**Document passage:**
--- START ---
The device could lead to a new generation of prosthetic limbs, giving the wearer the ability to reach for objects without thinking, researchers said.
A camera fitted to the hand rapidly takes a picture of the object in front of it and feeds the information to an electronic “brain”. The computer then assesses the object’s shape and size and “within milliseconds” triggers the correct movements needed to pick it up, whether it needs a light pinch or firm grip.
A small number of amputees have already trialled the technology, which has been developed by a team at the University of Newcastle.
Dr Kianoush Nazarpour, a senior lecturer in biomedical engineering at the university, said: “Prosthetic limbs have changed very little in the past 100 years … they still work in the same way.
“Using computer vision, we have developed a bionic hand which can respond automatically. Just like a real hand, the user can reach out and pick up a cup or a biscuit with nothing more than a quick glance in the right direction.
“Responsiveness has been one of the main barriers to artificial limbs. For many amputees the reference point is their healthy arm or leg so prosthetics seem slow and cumbersome in comparison.
“Now, for the first time in a century, we have developed an ‘intuitive’ hand that can react without thinking.”
Every year in the UK around 600 people suffer the loss of upper limbs, half of whom are aged 15 to 54. In the US, there are 500,000 new upper limb amputees each year.
Current prosthetic hands are controlled by myoelectric signals – muscular electrical activity recorded from the skin surface of the stump.
--- END ---
Data excerpts
--- START ---
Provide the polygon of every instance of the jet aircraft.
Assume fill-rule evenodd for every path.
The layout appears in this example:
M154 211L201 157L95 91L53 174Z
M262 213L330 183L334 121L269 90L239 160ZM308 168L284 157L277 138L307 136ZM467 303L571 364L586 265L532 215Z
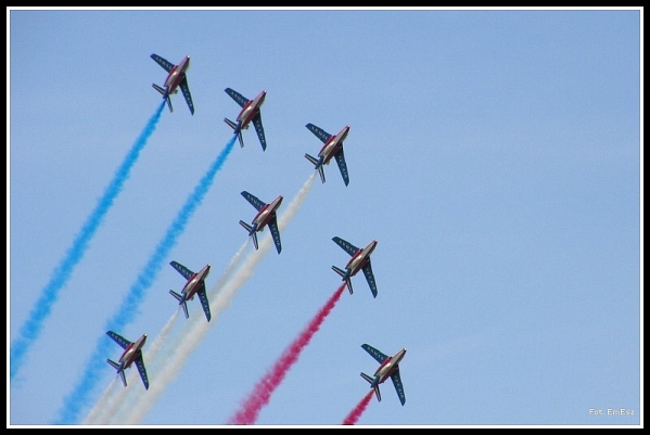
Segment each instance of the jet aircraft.
M253 243L255 244L255 248L258 248L257 245L257 232L264 230L265 226L268 226L271 235L273 238L273 243L276 244L276 250L278 250L278 254L282 251L282 245L280 244L280 230L278 229L278 215L276 210L282 203L282 195L278 196L270 203L265 203L264 201L259 201L255 195L243 191L242 196L244 196L252 205L257 209L257 215L253 218L251 225L240 220L240 225L248 231L248 235L253 238Z
M349 126L343 127L337 135L330 135L322 128L315 126L314 124L307 124L305 127L309 129L318 139L323 142L322 148L318 152L318 158L305 154L305 157L314 164L314 169L318 170L320 175L320 181L324 182L324 170L323 165L329 165L332 157L336 159L339 170L343 176L343 182L345 185L349 183L349 177L347 175L347 165L345 164L345 155L343 154L343 141L349 132Z
M117 370L117 374L119 374L122 378L122 383L124 386L126 386L126 374L124 371L135 362L136 367L138 368L138 372L140 373L140 378L142 378L142 382L144 383L144 388L149 389L149 378L146 376L146 369L144 368L144 361L142 360L142 346L146 341L146 334L142 334L142 336L136 342L129 342L113 331L107 331L106 335L113 338L115 343L120 345L124 349L118 362L115 362L111 359L106 360L115 370Z
M349 261L347 261L347 265L345 265L345 270L340 269L336 266L332 266L332 269L339 273L343 278L343 281L345 281L347 284L349 294L353 293L351 278L354 277L359 270L362 270L364 274L366 276L366 281L368 281L368 285L370 285L372 297L377 297L377 283L374 282L374 273L372 273L372 266L370 264L370 254L372 254L377 247L377 240L370 242L368 246L362 250L341 238L333 238L332 240L352 256Z
M379 384L383 383L388 378L393 381L397 396L402 406L406 402L406 396L404 395L404 386L402 385L402 378L399 376L399 361L406 355L406 348L399 350L395 356L388 357L382 354L369 344L364 344L361 347L370 354L379 363L379 368L372 376L361 372L361 378L370 383L370 387L374 389L377 400L381 401L381 393L379 392Z
M164 57L161 57L157 54L152 54L151 59L156 61L158 65L161 65L167 73L167 78L165 79L165 84L163 86L158 86L153 84L153 88L163 94L163 99L167 101L167 105L169 106L169 112L174 112L171 107L171 99L169 95L171 93L177 93L178 88L182 92L182 95L186 98L188 106L190 107L190 112L192 115L194 114L194 104L192 103L192 95L190 94L190 87L188 86L188 76L187 71L190 67L190 56L184 56L182 61L178 65L174 65L171 62L167 61Z
M244 139L242 138L242 130L248 128L251 121L253 121L253 126L255 126L255 132L257 132L257 137L259 138L259 143L262 144L262 150L266 151L266 137L264 136L264 126L262 125L262 113L259 112L259 107L264 103L264 99L266 98L266 91L259 92L257 97L253 100L248 100L238 91L234 91L230 88L226 88L226 93L230 95L237 103L242 107L239 115L237 115L237 120L232 121L228 118L224 118L224 121L230 126L234 130L239 139L239 144L241 148L244 148Z
M203 312L205 312L205 318L209 322L211 314L209 314L209 303L207 302L207 292L205 291L205 278L209 273L209 265L203 266L197 272L193 272L180 263L171 261L169 263L173 268L175 268L178 273L182 274L182 277L188 280L186 285L183 285L180 294L170 290L169 294L178 300L178 305L182 306L182 310L186 314L186 319L190 318L188 314L188 300L192 300L194 295L199 295L199 300L201 300L201 306L203 307Z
--- END ---
**List of tasks:**
A. According to the article on the camera-equipped bionic hand, how many new upper limb amputees are there in the US each year?
B. Write the next passage of the article on the camera-equipped bionic hand, picking up after its final sentence.

**Answers to this exercise:**
A. 500,000

B.
Learning to operate these takes practice, concentration and time, Dr Nazarpour said.
Developing the new system, based on artificial intelligence, involved teaching a computer how to recognise the grip needed for different objects.
Lead researcher, PhD student Ghazal Ghazaei, said: “We would show the computer a picture of, for example, a stick. But not just one picture – many images of the same stick from different angles and orientations, even in different light and against different backgrounds. Eventually the computer learns what grasp it needs to pick that stick up.
“So the computer isn’t just matching an image, it’s learning to recognise objects and group them according to the grasp type the hand has to perform to successfully pick it up.
“It is this which enables it to accurately assess and pick up an object which it has never seen before.”
The team, whose work is reported in the Journal of Neural Engineering, programmed the hand to perform four different “grasps” suitable for picking up a cup, holding a TV controller, and gripping objects with a thumb and two fingers or a pinched thumb and first finger.